-- START OF SOURCE DOCUMENT --

I filed complaints with both the Federal Reserve board and the Consumer Financial Protection Bureau. I'll start looking for an attorney tomorrow. @Viper1 if you hadn't mentioned getting an attorney I never would have though of fishing the deposit slip out of the trash. Imagine my surprise when I saw the bank had run it and their data stamp was on the back. It's now evidence.

If anyone else has any first hand info on a bank refusing cash as the payment of a debt I'd be grateful for the chance to compare notes. @DA SWO, the deposit might be explained away for various reasons but I'm looking for something that clearly violates Section 31 of the U.S. Code 5103.

ETA: @TH15 if you have any info on why they would do this (other than stupidity) I'd appreciate a PM. Thanks.


----------



## Viper1 (May 5, 2016)

DA SWO said:


> One of the shysters that advertise on TV


 @NavyBuyer 
@Dame @DA SWO


----------



## Dame (May 6, 2016)

:wall:


----------



## nobodythank you (May 7, 2016)

-- END OF SOURCE DOCUMENT --

** GIVEN INSTRUCTION **
Answer these questions about the forum thread.
1. With which two bodies did the writer file complaints?
2. What did the writer find on the back of the deposit slip?
3. On what date did Dame post?

-- START OF DATA RECORDS --

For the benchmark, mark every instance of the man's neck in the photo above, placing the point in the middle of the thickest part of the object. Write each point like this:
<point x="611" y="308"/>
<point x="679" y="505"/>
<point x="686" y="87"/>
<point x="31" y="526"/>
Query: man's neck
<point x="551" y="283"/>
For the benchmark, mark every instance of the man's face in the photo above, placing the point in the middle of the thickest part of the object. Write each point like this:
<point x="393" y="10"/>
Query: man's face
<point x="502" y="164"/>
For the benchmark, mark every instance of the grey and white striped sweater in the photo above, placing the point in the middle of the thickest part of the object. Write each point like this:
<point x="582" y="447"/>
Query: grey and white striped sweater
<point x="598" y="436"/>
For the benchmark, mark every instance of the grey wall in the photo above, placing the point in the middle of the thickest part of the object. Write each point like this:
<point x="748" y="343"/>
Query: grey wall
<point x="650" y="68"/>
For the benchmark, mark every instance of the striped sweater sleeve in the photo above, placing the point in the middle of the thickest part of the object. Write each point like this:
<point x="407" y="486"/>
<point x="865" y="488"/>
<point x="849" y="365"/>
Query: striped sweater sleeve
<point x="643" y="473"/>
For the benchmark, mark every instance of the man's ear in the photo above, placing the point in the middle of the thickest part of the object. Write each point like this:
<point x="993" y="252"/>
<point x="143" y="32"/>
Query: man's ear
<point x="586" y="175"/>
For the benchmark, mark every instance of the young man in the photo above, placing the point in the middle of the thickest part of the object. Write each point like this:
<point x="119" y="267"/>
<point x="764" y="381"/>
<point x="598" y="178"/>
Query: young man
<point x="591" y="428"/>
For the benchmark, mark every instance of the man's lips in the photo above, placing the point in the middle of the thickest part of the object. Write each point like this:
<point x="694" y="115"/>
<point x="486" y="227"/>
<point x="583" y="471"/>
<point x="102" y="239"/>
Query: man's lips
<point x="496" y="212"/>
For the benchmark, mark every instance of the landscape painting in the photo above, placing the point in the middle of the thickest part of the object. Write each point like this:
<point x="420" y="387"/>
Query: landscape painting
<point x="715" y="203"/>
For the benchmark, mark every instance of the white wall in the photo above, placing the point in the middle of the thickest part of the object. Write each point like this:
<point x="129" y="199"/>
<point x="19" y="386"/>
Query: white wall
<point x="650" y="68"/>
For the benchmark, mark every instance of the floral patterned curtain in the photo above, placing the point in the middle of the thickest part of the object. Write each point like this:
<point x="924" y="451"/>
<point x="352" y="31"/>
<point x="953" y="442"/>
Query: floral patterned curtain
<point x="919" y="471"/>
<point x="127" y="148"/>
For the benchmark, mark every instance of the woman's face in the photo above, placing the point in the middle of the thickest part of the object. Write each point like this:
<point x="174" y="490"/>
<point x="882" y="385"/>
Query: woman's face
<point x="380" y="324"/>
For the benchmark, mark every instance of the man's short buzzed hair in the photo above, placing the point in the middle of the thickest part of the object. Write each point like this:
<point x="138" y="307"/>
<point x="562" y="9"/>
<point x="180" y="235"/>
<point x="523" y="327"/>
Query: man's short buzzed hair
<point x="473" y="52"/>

-- END OF DATA RECORDS --

** RESULT OF THE TASK **
1. The Federal Reserve board and the Consumer Financial Protection Bureau.
2. The bank's data stamp.
3. May 6, 2016.